Collection entries:
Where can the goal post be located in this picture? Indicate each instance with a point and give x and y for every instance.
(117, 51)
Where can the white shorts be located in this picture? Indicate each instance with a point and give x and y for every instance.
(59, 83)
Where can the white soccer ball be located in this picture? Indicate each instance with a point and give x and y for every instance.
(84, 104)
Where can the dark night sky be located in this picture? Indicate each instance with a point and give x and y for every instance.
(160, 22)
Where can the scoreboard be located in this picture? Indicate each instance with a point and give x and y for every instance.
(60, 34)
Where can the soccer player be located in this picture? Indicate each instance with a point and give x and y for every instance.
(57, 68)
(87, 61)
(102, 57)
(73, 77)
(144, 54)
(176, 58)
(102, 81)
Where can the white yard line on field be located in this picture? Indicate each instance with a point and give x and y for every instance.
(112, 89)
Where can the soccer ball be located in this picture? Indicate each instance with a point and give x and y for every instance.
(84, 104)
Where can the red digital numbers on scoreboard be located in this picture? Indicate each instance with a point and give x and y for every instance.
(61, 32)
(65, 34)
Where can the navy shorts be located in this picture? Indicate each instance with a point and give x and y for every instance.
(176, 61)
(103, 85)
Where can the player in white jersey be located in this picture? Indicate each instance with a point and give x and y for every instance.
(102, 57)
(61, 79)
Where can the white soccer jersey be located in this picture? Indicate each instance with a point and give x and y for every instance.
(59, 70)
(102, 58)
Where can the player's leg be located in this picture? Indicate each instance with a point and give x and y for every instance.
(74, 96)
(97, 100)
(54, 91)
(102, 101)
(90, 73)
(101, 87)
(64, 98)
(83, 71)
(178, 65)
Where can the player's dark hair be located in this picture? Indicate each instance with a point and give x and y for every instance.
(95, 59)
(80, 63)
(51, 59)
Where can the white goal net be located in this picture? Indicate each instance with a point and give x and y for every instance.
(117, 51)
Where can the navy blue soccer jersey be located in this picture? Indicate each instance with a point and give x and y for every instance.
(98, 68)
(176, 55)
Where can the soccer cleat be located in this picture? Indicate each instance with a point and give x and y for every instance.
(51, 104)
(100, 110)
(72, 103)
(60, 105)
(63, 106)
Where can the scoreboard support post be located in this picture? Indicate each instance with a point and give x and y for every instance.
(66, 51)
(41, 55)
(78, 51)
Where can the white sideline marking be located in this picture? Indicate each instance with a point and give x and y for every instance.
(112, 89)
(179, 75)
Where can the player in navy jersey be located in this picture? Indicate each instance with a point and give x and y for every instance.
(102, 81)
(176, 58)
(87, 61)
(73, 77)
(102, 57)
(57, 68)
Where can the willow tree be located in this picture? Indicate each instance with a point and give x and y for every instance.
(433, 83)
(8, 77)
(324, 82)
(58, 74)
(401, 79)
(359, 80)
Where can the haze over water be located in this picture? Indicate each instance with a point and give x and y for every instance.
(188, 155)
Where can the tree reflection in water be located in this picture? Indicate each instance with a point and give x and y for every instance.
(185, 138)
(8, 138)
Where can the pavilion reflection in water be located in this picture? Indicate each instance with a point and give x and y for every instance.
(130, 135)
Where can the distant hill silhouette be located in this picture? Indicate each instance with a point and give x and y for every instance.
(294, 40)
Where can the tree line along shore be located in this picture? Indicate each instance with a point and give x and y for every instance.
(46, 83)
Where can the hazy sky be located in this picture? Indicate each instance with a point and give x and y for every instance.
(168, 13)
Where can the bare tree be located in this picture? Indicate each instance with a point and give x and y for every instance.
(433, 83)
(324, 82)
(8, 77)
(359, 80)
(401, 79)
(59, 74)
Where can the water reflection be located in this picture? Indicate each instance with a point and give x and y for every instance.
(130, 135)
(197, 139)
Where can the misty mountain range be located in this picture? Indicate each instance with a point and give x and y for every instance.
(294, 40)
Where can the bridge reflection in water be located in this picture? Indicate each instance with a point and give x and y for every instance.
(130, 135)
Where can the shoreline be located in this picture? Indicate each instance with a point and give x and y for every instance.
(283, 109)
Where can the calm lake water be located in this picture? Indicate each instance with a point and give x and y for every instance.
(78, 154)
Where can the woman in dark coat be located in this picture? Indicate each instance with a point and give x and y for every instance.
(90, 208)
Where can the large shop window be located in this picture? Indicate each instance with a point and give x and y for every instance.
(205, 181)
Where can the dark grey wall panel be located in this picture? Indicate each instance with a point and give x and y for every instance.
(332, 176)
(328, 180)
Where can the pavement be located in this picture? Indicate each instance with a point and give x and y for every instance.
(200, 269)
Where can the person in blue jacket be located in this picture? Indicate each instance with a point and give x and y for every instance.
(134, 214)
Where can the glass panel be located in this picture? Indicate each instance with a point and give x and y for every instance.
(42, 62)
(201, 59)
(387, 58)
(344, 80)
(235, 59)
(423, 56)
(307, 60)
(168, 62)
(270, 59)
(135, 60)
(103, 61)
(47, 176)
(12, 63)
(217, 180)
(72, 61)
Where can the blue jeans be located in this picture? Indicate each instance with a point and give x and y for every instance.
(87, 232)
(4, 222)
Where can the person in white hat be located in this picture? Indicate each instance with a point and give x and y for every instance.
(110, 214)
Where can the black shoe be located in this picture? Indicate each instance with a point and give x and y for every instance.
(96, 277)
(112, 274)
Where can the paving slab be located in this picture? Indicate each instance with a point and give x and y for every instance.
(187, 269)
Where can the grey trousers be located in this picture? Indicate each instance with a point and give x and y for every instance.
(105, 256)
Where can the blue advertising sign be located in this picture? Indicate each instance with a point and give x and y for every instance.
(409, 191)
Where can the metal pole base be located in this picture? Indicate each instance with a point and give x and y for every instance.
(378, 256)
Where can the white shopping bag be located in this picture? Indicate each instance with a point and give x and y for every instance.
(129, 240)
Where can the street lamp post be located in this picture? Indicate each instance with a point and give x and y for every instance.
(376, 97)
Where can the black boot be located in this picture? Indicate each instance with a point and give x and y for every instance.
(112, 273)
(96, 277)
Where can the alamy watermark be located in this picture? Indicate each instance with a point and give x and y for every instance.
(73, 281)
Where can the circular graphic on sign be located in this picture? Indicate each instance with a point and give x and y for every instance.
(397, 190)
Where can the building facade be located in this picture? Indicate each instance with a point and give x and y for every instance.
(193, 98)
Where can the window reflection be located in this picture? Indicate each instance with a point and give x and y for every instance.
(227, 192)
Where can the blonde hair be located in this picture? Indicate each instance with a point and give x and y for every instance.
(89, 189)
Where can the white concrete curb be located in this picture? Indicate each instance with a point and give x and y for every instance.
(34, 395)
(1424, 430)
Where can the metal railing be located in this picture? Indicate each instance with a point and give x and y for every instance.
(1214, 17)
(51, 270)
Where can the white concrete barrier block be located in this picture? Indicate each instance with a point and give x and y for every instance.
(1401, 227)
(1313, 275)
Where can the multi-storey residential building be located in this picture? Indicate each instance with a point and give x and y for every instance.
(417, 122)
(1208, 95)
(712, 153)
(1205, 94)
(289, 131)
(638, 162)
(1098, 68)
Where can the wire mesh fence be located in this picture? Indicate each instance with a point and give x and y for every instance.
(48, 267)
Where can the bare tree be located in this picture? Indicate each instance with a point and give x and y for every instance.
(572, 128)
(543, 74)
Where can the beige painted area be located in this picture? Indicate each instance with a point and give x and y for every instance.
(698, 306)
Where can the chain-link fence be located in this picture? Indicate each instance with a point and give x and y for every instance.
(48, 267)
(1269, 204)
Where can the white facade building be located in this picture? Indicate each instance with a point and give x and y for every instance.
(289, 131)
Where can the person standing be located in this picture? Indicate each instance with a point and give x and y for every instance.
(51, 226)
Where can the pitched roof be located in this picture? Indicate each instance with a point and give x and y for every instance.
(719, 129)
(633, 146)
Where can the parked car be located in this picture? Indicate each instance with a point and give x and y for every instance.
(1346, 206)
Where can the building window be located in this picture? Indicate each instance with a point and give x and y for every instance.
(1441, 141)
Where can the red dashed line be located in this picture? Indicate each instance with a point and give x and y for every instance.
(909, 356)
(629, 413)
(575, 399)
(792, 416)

**INSTRUCTIONS TO FOLLOW:**
Starting with the line that contains "Where can the white concrete barrier", output every line through the end of the listing above, unchanged.

**WORKED ANSWER:**
Where can the white concrete barrier block be located in this picture? Indicate each instance with a point and give x and y for every instance.
(1401, 227)
(1313, 275)
Where can the multi-storey residential building be located in this picture? Indicate each instance with a point and give x and y for every instance.
(417, 122)
(1208, 95)
(712, 153)
(1205, 94)
(289, 131)
(638, 162)
(1098, 68)
Where can the wire mesh fence be located in this picture? Indicate each instance with a point and give x and y for every instance.
(48, 267)
Where can the bare tree be located in this picture? Indicate each instance with a point and give x and y for every instance.
(572, 128)
(543, 74)
Where can the beige painted area be located in this picture? Indicate each instance with a point and give x and y for every instance.
(698, 306)
Where can the chain-link fence be located in this picture? Indicate each instance with a point and give x and y for every instance.
(48, 267)
(1269, 204)
Where can the white facade building be located in this picture? Indicate each instance with a point and give x and y for every instance.
(289, 131)
Where can the person standing be located in this picture? Indicate each instance with a point and give x and y for every instance.
(51, 226)
Where can the pitched roof be located in this picture? Indicate each instance with a point and give x and y for every instance.
(719, 129)
(633, 146)
Where can the parked car be located in this picture? Indicate each instance with a point and give x and y for every instance.
(1346, 206)
Where can the building window be located in this picture? Indicate each instance with a point and give x and y for every instance.
(1441, 141)
Where can the red dashed line be located in this picture? Indicate each instance with a point and give x and y for every instance.
(909, 356)
(629, 413)
(575, 399)
(792, 416)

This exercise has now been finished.